[PATCH] D64939: Add a proposal for a libc project under the LLVM umbrella.

Mon Aug 12 21:36:53 PDT 2019

jfb added inline comments.

================
Comment at: llvm/docs/Proposals/LLVMLibC.rst:37
+  testing like fuzz testing and sanitizer-supported testing.
+- ABI independent implementation as far as possible.
+- Use source based implementations as far possible rather than
----------------
chandlerc wrote:
> sivachandra wrote:
> > jfb wrote:
> > > dlj wrote:
> > > > jfb wrote:
> > > > > sivachandra wrote:
> > > > > > dlj wrote:
> > > > > > > jfb wrote:
> > > > > > > > sivachandra wrote:
> > > > > > > > > jfb wrote:
> > > > > > > > > > Will it be ABI-stable? Maybe it's worth expanding on how the ABI will evolve, and what will be stable.
> > > > > > > > > I am not sure how exactly to word it here. Do you have any suggestions on what the ABI promise should be and what exactly to say in a proposal like this?
> > > > > > > > Depends on what people want to do with it. I'm just saying it should be given thought. If you want to interop with other libc then you need to match their ABI, which can be a burden. IIUC musl matched glibc almost accidentally, and is moving away from doing so. Then you might consider whether your libc is ABI stable over time, and how you'd manage that. The answer might change between static and dynamic versions.

· · · · ·

**WHAT YOU ARE ASKED TO DO**
Reproduce word for word the stretch of the libc proposal review thread from "[PATCH] D64939: Add" through "far as possible.". Nothing in the material plays a part in this work.

**DATA**
· · · · ·

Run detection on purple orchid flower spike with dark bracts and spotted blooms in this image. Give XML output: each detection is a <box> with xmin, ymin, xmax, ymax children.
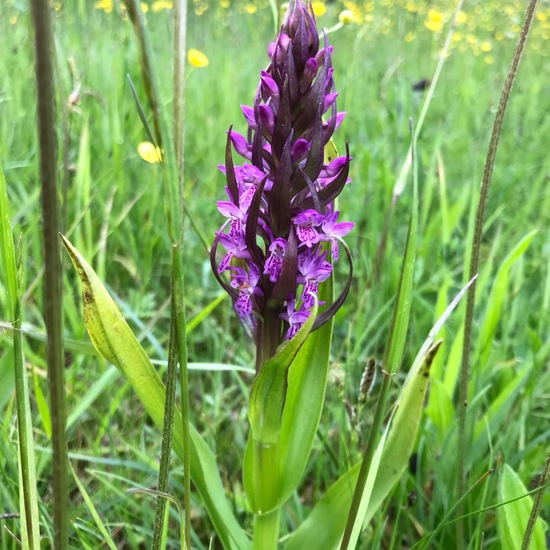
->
<box><xmin>211</xmin><ymin>0</ymin><xmax>354</xmax><ymax>370</ymax></box>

· · · · ·

**FINISHED TASK**
[PATCH] D64939: Add a proposal for a libc project under the LLVM umbrella.

Mon Aug 12 21:36:53 PDT 2019

jfb added inline comments.

================
Comment at: llvm/docs/Proposals/LLVMLibC.rst:37
+  testing like fuzz testing and sanitizer-supported testing.
+- ABI independent implementation as far as possible.